ZU ERLEDIGENDE AUFGABE
Schreibe den Text über die Maler am Kaiserhof von „In den 1720er-Jahren“ bis „Augusts des Starken.“ neu und setze dabei „Warschau“ an die Stelle von „Dresden“.

In den 1720er-Jahren ließ sich der Kaiser mitsamt Kaiserin und den beiden Töchtern Maria Theresia und Maria Anna von Louis de Silvestre dem Jüngeren als Gruppenbild darstellen. Silvestre arbeitete in Dresden und stand im Dienst Augusts des Starken.
Ein anderer Hofmaler Augusts des Starken, der wohl aus Ungarn gebürtige Adám Mányoki, vormals Hofmaler des Fürsten Rákóczy II., malte während eines Wien-Aufenthaltes vermutlich im Auftrag des Kaisers dessen sechsjährige Erzherzogin Maria Theresia (München, Bayerische Staatsgemäldesammlung). Schließlich gab es noch den schwedisch-holländischen Maler Martin van Meytens, der in Europa erfolgreich wirkte und seit 1721 mit Unterbrechungen und 1730 endgültig in Wien blieb als einziger Protestant durfte er sich hierorts ein Haus erwerben. 1732 ernannte ihn der Monarch zum kaiserlichen Kammermaler. (Er hielt als monumentales Gruppenbildnis die Hochzeitstafel Maria Theresias und Franz Stephans von Lothringen 1736/37 fest (Nationalmuseum Schweden, Schloss Gripsholm). Inmitten der Gesellschaft saß das Kaiserpaar. Später ernannte Maria Theresia den Künstler zum Hofmaler.) Porträts und Gruppenbildnisse (wie etwa Hochzeitstafel, zugeschrieben auf Martin van Meytens) sind eher willkürliche Darstellungen – also nur für Repräsentationszwecke – zensiert! Oft wurden Personen hinzugesetzt oder einfach halber weggelassen – oder ganz "vergessen". Heute ist das nicht mehr ordentlich feststellbar.

VERFÜGBARE DATEN
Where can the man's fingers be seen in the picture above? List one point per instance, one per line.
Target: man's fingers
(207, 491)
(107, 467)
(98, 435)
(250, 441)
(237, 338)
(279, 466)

ANTWORTFELD
In den 1720er-Jahren ließ sich der Kaiser mitsamt Kaiserin und den beiden Töchtern Maria Theresia und Maria Anna von Louis de Silvestre dem Jüngeren als Gruppenbild darstellen. Silvestre arbeitete in Warschau und stand im Dienst Augusts des Starken.